■ Stated exercise: Convert the listing into a two-column CSV with the headers text and answer. Begin at the line that contains "Can you see the pink" and stop after the line that contains "(301, 1119)". Give one row for each text and its answer, put each field in quotes, and replace any line breaks with spaces.

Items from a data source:
● ● ●

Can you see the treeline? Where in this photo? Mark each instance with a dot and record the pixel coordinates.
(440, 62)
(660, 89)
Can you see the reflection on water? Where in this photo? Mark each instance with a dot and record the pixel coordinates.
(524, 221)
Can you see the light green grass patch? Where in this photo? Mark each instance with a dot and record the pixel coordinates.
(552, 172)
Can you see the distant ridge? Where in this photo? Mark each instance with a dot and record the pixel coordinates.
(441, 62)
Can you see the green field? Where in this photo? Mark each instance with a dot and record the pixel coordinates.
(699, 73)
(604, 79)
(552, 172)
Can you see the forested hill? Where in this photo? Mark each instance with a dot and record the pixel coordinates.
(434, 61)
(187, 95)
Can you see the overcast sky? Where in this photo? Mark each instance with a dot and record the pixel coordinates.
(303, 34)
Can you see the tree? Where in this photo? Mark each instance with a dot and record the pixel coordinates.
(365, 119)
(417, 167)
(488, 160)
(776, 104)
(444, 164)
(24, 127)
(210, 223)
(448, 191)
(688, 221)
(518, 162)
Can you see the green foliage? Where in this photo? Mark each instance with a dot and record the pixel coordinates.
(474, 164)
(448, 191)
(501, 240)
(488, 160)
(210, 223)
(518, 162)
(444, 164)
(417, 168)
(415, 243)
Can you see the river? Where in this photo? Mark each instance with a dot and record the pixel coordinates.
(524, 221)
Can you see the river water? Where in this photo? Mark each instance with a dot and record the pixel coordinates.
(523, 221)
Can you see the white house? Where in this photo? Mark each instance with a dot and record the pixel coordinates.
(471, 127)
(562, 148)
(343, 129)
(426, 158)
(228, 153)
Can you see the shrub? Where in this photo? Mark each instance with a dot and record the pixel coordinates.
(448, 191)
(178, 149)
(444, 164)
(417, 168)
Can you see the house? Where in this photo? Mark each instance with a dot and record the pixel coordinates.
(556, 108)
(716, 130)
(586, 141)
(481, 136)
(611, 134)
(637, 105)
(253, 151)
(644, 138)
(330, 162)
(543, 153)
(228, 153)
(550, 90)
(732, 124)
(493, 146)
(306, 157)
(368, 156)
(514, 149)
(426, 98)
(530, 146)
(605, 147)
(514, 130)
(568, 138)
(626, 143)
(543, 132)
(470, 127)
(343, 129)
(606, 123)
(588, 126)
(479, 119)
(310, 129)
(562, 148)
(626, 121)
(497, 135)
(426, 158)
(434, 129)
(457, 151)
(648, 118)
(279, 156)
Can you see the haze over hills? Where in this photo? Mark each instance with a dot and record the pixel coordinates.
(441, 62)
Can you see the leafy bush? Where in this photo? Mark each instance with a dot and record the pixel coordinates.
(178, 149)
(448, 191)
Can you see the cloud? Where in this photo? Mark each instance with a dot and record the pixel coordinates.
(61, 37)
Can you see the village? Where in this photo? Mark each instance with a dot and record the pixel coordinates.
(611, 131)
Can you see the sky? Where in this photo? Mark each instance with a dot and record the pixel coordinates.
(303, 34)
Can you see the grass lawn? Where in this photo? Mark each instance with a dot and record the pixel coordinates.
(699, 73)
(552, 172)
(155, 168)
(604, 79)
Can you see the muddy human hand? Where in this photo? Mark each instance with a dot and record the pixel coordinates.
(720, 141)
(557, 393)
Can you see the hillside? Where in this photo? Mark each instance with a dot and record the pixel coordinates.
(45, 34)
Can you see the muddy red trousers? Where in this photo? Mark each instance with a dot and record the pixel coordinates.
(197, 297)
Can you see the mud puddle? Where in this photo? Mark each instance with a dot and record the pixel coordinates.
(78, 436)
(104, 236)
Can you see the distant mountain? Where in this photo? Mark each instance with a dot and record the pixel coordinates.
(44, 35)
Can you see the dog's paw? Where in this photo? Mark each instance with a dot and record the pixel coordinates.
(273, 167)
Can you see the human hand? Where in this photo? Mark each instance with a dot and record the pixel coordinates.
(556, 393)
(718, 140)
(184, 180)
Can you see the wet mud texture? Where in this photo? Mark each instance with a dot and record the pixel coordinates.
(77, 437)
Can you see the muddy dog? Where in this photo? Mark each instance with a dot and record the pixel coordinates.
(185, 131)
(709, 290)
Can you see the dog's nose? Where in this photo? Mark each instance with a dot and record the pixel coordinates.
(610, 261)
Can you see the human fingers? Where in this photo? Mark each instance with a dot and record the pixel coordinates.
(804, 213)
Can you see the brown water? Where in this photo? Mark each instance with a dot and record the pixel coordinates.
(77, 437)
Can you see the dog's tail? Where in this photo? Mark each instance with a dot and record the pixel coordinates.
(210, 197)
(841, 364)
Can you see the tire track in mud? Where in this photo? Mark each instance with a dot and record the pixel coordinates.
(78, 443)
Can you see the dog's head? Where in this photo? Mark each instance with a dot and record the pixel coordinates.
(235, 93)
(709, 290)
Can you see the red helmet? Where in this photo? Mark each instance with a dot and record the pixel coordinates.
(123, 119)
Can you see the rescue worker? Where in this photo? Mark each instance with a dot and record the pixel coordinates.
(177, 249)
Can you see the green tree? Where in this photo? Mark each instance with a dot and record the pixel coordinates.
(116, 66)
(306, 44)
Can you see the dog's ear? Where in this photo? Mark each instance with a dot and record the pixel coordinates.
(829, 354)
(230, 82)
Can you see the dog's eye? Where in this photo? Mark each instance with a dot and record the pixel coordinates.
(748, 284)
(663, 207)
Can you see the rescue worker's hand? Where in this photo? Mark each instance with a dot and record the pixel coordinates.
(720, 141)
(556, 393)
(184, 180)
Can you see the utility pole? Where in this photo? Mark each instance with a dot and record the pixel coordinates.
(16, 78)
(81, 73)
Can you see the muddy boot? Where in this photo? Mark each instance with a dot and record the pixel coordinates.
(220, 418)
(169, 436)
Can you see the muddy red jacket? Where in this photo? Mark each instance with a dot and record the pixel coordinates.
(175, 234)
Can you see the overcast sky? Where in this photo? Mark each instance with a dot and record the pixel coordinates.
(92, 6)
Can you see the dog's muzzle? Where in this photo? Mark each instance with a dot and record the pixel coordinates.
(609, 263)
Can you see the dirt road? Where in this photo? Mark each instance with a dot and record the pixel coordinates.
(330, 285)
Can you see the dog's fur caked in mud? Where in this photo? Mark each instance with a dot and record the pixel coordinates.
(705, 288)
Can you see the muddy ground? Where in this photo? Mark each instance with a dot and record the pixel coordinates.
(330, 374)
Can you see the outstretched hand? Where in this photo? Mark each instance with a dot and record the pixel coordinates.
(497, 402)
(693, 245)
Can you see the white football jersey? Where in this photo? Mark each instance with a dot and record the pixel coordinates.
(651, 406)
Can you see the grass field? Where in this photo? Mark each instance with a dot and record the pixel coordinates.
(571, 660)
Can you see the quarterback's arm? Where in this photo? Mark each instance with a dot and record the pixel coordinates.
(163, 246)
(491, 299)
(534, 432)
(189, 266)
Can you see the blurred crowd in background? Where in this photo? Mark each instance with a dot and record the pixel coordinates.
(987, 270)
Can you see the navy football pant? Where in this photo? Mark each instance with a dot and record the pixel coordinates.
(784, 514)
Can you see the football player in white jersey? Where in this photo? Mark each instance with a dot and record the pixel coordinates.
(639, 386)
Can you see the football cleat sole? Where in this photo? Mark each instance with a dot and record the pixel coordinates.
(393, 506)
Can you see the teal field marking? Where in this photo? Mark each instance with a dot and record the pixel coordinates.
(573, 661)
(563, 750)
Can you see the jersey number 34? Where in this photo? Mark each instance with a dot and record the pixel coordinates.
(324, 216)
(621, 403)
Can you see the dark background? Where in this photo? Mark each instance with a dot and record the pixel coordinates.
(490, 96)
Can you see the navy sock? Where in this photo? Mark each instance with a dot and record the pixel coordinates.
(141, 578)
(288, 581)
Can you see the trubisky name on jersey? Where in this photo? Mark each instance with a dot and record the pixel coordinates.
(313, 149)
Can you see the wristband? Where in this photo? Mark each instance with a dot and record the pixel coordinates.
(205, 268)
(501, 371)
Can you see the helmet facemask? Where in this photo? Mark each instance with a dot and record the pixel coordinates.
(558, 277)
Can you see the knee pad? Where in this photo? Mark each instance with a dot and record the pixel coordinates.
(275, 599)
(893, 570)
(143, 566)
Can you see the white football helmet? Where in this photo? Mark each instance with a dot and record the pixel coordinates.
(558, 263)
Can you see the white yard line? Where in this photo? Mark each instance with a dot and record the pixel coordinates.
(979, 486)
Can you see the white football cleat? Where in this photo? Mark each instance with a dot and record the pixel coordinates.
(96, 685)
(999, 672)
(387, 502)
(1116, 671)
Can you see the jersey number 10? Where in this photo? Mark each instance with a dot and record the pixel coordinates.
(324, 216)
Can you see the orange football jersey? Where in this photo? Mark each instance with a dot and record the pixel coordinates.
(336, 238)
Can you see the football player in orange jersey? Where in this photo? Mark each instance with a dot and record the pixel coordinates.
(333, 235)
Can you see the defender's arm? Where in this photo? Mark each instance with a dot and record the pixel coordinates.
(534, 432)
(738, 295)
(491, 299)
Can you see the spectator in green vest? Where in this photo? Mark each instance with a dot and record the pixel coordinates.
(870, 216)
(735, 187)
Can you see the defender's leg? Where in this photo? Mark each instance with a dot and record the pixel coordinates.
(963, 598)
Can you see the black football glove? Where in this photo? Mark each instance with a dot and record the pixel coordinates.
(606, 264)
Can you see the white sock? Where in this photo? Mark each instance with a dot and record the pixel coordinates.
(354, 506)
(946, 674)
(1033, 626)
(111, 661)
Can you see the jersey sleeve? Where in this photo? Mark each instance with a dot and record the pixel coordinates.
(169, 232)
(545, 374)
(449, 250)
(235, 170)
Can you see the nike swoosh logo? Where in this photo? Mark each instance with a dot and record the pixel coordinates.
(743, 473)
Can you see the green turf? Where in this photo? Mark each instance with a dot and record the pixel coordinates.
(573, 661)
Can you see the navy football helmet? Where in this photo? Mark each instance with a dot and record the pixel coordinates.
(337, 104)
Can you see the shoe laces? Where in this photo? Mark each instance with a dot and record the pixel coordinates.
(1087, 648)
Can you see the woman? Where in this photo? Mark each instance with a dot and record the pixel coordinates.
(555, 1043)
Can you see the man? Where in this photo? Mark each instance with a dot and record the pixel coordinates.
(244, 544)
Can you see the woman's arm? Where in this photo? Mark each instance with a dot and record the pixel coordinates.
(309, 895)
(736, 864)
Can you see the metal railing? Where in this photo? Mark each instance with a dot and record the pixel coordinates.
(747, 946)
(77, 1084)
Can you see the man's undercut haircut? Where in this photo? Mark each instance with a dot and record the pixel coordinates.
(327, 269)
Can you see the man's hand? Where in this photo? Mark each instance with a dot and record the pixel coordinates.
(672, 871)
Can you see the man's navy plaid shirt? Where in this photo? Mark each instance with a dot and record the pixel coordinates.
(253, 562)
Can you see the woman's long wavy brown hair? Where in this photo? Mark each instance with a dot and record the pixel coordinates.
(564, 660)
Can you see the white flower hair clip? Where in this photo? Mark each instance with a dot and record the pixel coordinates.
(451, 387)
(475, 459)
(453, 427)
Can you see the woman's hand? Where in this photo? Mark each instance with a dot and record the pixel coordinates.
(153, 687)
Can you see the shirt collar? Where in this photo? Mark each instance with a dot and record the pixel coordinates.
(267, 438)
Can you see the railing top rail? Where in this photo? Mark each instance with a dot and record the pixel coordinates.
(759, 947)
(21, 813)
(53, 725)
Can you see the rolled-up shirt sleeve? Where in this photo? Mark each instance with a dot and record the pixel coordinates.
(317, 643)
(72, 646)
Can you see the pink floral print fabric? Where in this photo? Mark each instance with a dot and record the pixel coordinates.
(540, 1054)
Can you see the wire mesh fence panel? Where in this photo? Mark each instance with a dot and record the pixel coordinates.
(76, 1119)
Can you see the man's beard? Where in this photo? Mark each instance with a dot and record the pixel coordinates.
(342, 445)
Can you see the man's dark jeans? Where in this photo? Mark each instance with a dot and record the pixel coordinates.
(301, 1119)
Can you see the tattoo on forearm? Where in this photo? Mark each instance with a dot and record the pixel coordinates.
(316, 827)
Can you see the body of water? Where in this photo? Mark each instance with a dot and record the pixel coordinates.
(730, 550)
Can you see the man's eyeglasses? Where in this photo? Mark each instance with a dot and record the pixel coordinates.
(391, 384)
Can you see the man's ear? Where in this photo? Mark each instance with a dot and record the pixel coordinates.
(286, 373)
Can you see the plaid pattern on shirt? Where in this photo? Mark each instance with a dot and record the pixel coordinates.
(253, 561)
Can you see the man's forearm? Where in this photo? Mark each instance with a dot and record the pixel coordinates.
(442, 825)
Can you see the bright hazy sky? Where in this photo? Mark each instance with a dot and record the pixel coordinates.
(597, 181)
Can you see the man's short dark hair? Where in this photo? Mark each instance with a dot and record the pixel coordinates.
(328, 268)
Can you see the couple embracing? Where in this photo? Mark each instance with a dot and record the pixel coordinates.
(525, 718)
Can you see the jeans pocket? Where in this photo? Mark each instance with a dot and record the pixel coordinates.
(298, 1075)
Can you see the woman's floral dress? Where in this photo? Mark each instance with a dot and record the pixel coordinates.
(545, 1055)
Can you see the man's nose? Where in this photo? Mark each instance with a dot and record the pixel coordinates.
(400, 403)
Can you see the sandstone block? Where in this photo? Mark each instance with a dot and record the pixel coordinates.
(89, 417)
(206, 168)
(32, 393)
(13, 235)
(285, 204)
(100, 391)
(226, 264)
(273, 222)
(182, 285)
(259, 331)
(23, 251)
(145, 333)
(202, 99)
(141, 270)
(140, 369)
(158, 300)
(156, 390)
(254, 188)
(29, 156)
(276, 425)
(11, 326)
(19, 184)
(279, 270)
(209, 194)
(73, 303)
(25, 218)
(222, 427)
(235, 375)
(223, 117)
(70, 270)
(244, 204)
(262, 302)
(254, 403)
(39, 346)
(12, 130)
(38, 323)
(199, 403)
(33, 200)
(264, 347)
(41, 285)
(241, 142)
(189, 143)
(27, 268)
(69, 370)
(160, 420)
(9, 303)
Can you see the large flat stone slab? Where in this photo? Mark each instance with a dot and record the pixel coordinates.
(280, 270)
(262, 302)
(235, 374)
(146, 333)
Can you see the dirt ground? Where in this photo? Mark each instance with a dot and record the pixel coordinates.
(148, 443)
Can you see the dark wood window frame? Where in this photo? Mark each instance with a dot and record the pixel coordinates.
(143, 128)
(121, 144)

● ● ●

■ Output:
text,answer
"Can you see the pink floral print fabric? Where in this photo? Mark each instance with a dot and record the pixel coordinates.","(540, 1054)"
"Can you see the wire mesh fence panel? Where in this photo? Mark each instance with a dot and record the pixel coordinates.","(76, 1119)"
"Can you see the man's beard? Where in this photo? Mark each instance with a dot and record the pixel coordinates.","(342, 445)"
"Can you see the man's dark jeans? Where in this photo? Mark each instance with a dot and record the pixel coordinates.","(301, 1119)"